> [DO THIS] Transcribe the baseball preview text between "Those two are" and "for the season.", inclusive.

> [DOCUMENT TEXT]
■ ■ ■ ■ ■ ■ ■
Indeed, 2019 marked the first time since his rookie year (2008) that Kershaw did not post a sub-3.00 ERA. However, the 31-year-old still has plenty of gas left in the tank. Kershaw ranked 15th in xFIP after the All-Star break, and his curveball is still one of the best pitches in the game.
Kershaw’s postseason woes have been well-documented, but this may be his best opportunity to finally get a ring, and he might thrive flying under the radar.
The Dodgers do not have a designated fourth starter, but they could go with the likes of Kenta Maeda, Ross Stripling or Rich Hill, and they may elect to use an “opener” should the series extend beyond three games.
Washington may have looked like an inept offensive group prior to the three-run outburst on Tuesday night, but these guys can still rake.
Rendon is one of the best hitters in baseball, and he is coming off a dominant second half in which he slashed .336/.438/.585 with 14 homers and 64 RBI. Rendon also ranked 10th in wRC+ during that span.
Juan Soto is just 20 years old, but you would never know it from his unbelievable poise and diligence when he is in the box. Soto ranked seventh in baseball in terms of OBP and ninth in wOBA, but he also has some pop. The left-hander clubbed 34 homers this season.
Those two are the boppers in the middle of the lineup, but shortstop Trea Turner is the catalyst. Turner homered off of Brewers starter Brandon Woodruff in the Wild Card Game, and despite being hampered by a broken index finger suffered in April he put together a .298/.353/.497 slash line for the season.
Turner also stole 35 bases, and the Nationals are a team that love to run. Washington ranked first in the NL with 116 steals during the regular season, and guys like Victor Robles and Adam Eaton can be menaces on the base paths.
Washington also has a number of “professional hitters.” Guys like Howie Kendrick, Asdruabl Cabrera and Ryan Zimmerman–who had a clutch two-out single in that eighth inning on Tuesday–can string together quality at-bats and hurt opposing pitchers in a variety of ways.
Cabrera in particular has been excellent since joining the Nationals, slashing .323/.404/.565 with a 143 OPS+ in 38 games with Washington this season.
The Nationals will look to do early damage to give their elite starting staff some run support. They ranked first in the NL in OBP, so expect them to try to work counts and battle against L.A.’s premium arms.
The Dodgers are another team that can simply wear you down. Los Angeles ranked second in OBP, and they make opposing pitchers pay for mistakes in the strike zone.
Bellinger leads this dynamic offense after an MVP-caliber season in which he slashed .305/.406/.629 with 47 homers and 115 RBI.
Perhaps the most dangerous element about Bellinger’s at-bats is that he is equally tough on left- and right-handed pitching, and he has tremendous plate coverage. The 24-year-old absolutely pummels fastballs, and opposing pitchers have to own the zone when he is in the box.
Utility man Max Muncy has made a successful return from injury, and he is another left-handed crusher in the middle of the order. Like Bellinger, the Midland, TX native hammers fastballs and is an incredibly tough out because of his ability to work counts.
Seager is a potential X-factor. He struggled immensely in July and August as he recovered from injury, then ripped through September with a .291/.322/.616 slash. Seager also hit seven homers, and he was one of the team’s best clutch hitters down the stretch.
■ ■ ■ ■ ■ ■ ■
> [PROVIDED INFORMATION]
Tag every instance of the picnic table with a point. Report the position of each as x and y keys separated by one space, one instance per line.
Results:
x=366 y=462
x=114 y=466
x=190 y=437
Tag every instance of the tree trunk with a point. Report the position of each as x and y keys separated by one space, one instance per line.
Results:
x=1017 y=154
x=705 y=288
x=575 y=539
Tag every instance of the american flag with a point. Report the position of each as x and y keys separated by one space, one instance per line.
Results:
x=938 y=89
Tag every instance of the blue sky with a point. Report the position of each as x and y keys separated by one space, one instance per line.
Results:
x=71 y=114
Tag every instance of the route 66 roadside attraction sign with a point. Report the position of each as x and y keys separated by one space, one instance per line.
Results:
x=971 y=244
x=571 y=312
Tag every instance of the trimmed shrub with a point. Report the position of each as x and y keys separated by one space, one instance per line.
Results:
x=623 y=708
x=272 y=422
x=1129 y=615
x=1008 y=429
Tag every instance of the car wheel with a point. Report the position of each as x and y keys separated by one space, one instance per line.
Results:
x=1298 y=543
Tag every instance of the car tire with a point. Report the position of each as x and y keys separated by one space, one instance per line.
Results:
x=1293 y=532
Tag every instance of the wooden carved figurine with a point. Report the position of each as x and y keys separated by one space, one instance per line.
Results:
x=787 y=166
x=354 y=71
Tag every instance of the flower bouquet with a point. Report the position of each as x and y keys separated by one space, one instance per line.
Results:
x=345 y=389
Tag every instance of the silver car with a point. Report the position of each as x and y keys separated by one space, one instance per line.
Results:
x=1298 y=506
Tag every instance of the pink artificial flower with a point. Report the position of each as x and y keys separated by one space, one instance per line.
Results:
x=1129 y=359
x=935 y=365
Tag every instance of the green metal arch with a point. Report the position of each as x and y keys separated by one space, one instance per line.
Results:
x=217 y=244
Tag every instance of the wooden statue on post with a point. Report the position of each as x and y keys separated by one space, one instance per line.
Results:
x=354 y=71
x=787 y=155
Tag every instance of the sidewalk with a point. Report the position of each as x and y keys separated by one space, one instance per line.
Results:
■ ■ ■ ■ ■ ■ ■
> [EXERCISE OUTPUT]
Those two are the boppers in the middle of the lineup, but shortstop Trea Turner is the catalyst. Turner homered off of Brewers starter Brandon Woodruff in the Wild Card Game, and despite being hampered by a broken index finger suffered in April he put together a .298/.353/.497 slash line for the season.